■ **WORK INSTRUCTIONS**
Can you rewrite all of the material below as a two-column CSV with the header names request and result, one row per request, where each request's text and its answer each sit in a single quoted field with line breaks replaced by spaces?

:: PROVIDED ENTRIES

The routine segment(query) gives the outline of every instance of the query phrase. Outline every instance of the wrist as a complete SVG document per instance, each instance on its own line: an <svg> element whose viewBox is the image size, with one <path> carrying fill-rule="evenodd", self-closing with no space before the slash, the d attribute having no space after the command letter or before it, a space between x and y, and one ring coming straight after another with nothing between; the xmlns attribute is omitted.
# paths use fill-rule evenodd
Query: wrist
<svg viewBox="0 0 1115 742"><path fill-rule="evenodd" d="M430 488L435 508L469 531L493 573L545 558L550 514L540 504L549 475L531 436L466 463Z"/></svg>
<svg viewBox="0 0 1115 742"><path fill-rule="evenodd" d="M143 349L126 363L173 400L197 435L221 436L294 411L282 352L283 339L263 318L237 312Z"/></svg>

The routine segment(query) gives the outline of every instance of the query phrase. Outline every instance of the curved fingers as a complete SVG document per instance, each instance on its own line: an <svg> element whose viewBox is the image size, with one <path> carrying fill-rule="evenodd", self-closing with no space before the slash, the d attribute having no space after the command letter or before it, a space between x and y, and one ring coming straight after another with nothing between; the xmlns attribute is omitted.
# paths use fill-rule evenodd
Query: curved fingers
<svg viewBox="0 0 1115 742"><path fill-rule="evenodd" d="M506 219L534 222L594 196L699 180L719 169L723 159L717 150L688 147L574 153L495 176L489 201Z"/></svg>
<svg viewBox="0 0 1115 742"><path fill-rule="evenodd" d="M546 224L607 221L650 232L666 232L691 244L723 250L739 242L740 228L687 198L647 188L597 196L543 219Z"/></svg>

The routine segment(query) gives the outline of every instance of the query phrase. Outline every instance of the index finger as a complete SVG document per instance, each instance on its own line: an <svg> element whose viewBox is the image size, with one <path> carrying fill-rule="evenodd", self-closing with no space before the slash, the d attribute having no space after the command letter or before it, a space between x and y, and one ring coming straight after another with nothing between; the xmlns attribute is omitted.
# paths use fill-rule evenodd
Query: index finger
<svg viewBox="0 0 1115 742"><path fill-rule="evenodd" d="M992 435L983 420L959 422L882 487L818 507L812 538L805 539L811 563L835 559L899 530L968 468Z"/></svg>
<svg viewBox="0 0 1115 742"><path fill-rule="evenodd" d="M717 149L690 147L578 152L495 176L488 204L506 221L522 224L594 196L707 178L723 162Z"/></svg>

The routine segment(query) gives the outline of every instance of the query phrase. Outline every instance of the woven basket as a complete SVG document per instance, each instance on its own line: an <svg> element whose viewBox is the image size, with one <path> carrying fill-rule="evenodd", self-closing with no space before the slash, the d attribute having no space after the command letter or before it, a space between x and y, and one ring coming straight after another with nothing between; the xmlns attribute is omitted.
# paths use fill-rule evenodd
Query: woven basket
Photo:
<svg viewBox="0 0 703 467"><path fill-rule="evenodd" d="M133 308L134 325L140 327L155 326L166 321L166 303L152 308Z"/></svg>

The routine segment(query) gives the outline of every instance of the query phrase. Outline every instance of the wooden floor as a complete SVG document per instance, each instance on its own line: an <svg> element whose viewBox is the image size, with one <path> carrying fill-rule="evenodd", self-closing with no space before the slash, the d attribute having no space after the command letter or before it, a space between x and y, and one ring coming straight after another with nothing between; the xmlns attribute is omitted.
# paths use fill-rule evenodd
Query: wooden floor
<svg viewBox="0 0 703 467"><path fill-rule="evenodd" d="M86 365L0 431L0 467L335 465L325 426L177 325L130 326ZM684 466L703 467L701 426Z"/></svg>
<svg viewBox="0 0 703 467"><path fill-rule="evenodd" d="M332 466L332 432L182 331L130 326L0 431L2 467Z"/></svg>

::::

■ **THE RESPONSE**
request,result
"The routine segment(query) gives the outline of every instance of the query phrase. Outline every instance of the wrist as a complete SVG document per instance, each instance on its own line: an <svg> element whose viewBox is the image size, with one <path> carrying fill-rule=""evenodd"", self-closing with no space before the slash, the d attribute having no space after the command letter or before it, a space between x and y, and one ring coming straight after another with nothing between; the xmlns attribute is omitted. # paths use fill-rule evenodd Query: wrist","<svg viewBox=""0 0 1115 742""><path fill-rule=""evenodd"" d=""M430 488L435 508L469 531L493 573L545 558L550 514L540 504L549 475L531 436L466 463Z""/></svg> <svg viewBox=""0 0 1115 742""><path fill-rule=""evenodd"" d=""M143 349L126 363L173 400L197 435L221 436L294 411L282 352L283 339L263 318L237 312Z""/></svg>"
"The routine segment(query) gives the outline of every instance of the query phrase. Outline every instance of the curved fingers as a complete SVG document per instance, each instance on its own line: an <svg> element whose viewBox is the image size, with one <path> carrying fill-rule=""evenodd"", self-closing with no space before the slash, the d attribute having no space after the command letter or before it, a space between x and y, and one ring coming straight after another with nothing between; the xmlns attribute is omitted. # paths use fill-rule evenodd Query: curved fingers","<svg viewBox=""0 0 1115 742""><path fill-rule=""evenodd"" d=""M506 219L534 222L594 196L699 180L719 169L723 159L717 150L688 147L574 153L495 176L489 201Z""/></svg> <svg viewBox=""0 0 1115 742""><path fill-rule=""evenodd"" d=""M546 224L607 221L650 232L666 232L691 244L723 250L739 242L740 228L687 198L647 188L597 196L543 219Z""/></svg>"
"The routine segment(query) gives the outline of every instance of the query phrase. Outline every instance of the index finger as a complete SVG document per instance, each instance on its own line: an <svg> element whose viewBox is the image size, with one <path> carrying fill-rule=""evenodd"", self-closing with no space before the slash, the d attribute having no space after the command letter or before it, a space between x and y, and one ring coming straight after another with nothing between; the xmlns attribute is omitted. # paths use fill-rule evenodd Query: index finger","<svg viewBox=""0 0 1115 742""><path fill-rule=""evenodd"" d=""M992 435L983 420L959 422L882 487L818 507L812 538L805 539L811 563L835 559L899 530L968 468Z""/></svg> <svg viewBox=""0 0 1115 742""><path fill-rule=""evenodd"" d=""M717 149L690 147L578 152L495 176L488 204L506 221L522 224L594 196L707 178L723 162Z""/></svg>"
"The routine segment(query) gives the outline of every instance of the query phrase. Outline every instance of the woven basket as a complete SVG document per instance, each instance on its own line: an <svg> element whose viewBox is the image size, with one <path> carrying fill-rule=""evenodd"", self-closing with no space before the slash, the d attribute having no space after the command letter or before it, a space between x and y, and one ring coming straight after another with nothing between; the xmlns attribute is omitted. # paths use fill-rule evenodd Query: woven basket Photo:","<svg viewBox=""0 0 703 467""><path fill-rule=""evenodd"" d=""M133 308L134 325L140 327L155 326L166 321L166 303L152 308Z""/></svg>"
"The routine segment(query) gives the outline of every instance of the query phrase. Outline every instance of the wooden floor as a complete SVG document per instance, each instance on its own line: an <svg> element whose viewBox is the image size, with one <path> carrying fill-rule=""evenodd"", self-closing with no space before the slash, the d attribute having no space after the command letter or before it, a space between x and y, and one ring coming straight after another with nothing between; the xmlns attribute is omitted. # paths use fill-rule evenodd Query: wooden floor","<svg viewBox=""0 0 703 467""><path fill-rule=""evenodd"" d=""M86 365L0 431L0 467L335 465L325 426L177 325L130 326ZM684 466L703 467L701 426Z""/></svg> <svg viewBox=""0 0 703 467""><path fill-rule=""evenodd"" d=""M332 466L332 432L182 331L130 326L0 431L2 467Z""/></svg>"